On average, each public university would receive about Sh3 billion annually for research and innovation, enough to fundamentally change their role in national development. Currently, research in most universities is almost in intensive care, while meaningful innovation is yet to take off.

A further Sh54 billion (15 per cent) would be set aside for competitive national research and innovation grants, open to universities, research institutions, start-ups and public–private consortia.

This would ensure excellence and relevance, with funding flowing to the best ideas that address national priorities such as food security, healthcare, climate adaptation, artificial intelligence, advanced manufacturing and emerging technologies, using a cluster approach.

To avoid duplication and raise quality, Sh36 billion (10 per cent) would be invested in shared national research infrastructure, including high-end laboratories, data and computing facilities, and centres of excellence accessible across institutions and regions. This would help break the silo mentality and build a vibrant, coordinated ecosystem.

Crucially, Sh25 billion (seven per cent) would be dedicated to commercialisation, incubation and technology transfer. Too often, Kenyan research ends up in journals rather than the marketplace. This funding would support patenting, prototyping, technology transfer offices, incubators and accelerators, turning ideas into products, companies and jobs. It would also help Kenya regain a stronger position in the Global Competitive Innovation Index.

Finally, Sh11 billion (three per cent) would be used to catalyse public–private partnerships (PPPs), encouraging industry to co-invest in research, sponsor innovation chairs and integrate Kenyan research into global value chains. Some of the funds could be used to leverage the internationalisation of STI through science diplomacy.

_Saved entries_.

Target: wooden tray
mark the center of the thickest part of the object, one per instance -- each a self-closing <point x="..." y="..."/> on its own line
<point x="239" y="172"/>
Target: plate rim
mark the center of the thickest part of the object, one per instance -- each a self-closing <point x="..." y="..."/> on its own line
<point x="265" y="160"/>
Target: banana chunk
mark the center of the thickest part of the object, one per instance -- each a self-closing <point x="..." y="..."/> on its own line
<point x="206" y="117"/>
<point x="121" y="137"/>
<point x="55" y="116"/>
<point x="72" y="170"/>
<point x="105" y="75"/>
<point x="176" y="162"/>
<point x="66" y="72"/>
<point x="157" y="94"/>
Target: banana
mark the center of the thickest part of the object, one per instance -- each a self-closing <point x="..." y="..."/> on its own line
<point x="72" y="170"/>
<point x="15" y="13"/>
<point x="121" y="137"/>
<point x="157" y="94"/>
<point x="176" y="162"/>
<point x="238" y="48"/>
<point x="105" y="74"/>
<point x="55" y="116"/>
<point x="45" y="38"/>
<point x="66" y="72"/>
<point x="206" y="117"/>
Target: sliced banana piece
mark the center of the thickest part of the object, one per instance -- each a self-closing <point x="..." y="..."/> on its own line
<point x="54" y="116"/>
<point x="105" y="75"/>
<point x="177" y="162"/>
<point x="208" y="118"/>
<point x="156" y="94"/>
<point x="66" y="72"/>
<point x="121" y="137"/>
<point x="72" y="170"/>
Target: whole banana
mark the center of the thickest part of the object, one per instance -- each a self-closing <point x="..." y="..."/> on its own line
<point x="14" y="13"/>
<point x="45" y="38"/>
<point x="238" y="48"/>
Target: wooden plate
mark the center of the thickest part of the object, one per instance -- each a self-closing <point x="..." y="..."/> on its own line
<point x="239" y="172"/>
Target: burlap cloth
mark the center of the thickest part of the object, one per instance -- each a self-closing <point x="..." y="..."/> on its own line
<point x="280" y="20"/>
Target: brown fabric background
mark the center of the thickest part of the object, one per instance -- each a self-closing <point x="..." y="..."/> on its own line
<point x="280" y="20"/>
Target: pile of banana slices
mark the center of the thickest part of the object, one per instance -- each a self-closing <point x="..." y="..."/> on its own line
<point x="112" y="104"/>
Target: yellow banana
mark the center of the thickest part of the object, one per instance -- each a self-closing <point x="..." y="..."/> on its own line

_List of tasks_.
• a. Answer these questions using the research funding passage:
(i) About how much would each public university receive each year for research and innovation?
(ii) How much money, and what percentage, would go to shared national research infrastructure?
(iii) In which index would the commercialisation funding help Kenya regain a stronger position?
• b. Reproduce the research funding passage word for word, starting with "To avoid duplication" and going on through "vibrant, coordinated ecosystem.".

_Results for each task_.
• a.
(i) About Sh3 billion
(ii) Sh36 billion (10 per cent)
(iii) The Global Competitive Innovation Index

• b.
To avoid duplication and raise quality, Sh36 billion (10 per cent) would be invested in shared national research infrastructure, including high-end laboratories, data and computing facilities, and centres of excellence accessible across institutions and regions. This would help break the silo mentality and build a vibrant, coordinated ecosystem.